Please write out the line containing "Deliver the result" and each line after it through the end of the data, exactly, and nothing else.

[Saved entries]

[Start of Attachment]

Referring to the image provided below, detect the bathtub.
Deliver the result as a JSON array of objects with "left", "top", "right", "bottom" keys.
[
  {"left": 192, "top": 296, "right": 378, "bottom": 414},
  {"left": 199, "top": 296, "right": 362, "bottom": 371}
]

[End of Attachment]

Your response:
Deliver the result as a JSON array of objects with "left", "top", "right", "bottom" keys.
[
  {"left": 192, "top": 296, "right": 378, "bottom": 414},
  {"left": 199, "top": 296, "right": 362, "bottom": 371}
]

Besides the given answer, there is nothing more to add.